== THE REQUEST ==
Copy out the records below, changing each "for each instance" to "for every instance" and leaving everything else untouched, but omit the pictures.

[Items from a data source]
== == ==

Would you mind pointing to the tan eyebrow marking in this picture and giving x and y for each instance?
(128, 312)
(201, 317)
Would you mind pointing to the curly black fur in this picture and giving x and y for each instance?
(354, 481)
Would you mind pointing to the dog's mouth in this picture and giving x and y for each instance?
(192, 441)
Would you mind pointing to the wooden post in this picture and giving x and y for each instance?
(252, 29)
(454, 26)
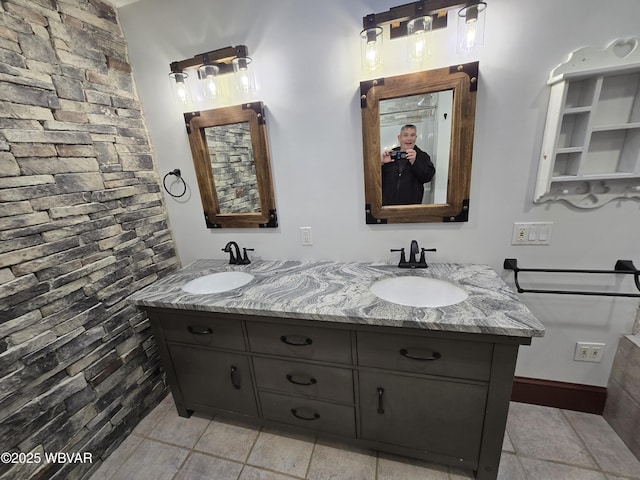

== == ==

== RESULT OF THE EXERCISE ==
Would you mind pointing to the tan eyebrow marking in this picture and giving x and y for every instance?
(128, 312)
(201, 317)
Would you mind pointing to the curly black fur in this picture and giving x and y for every instance?
(354, 481)
Would you mind pointing to the dog's mouth in this picture and giving x and y for every instance?
(192, 441)
Would you mind pointing to the wooden post in this picture and giving x and y for every instance?
(252, 29)
(454, 26)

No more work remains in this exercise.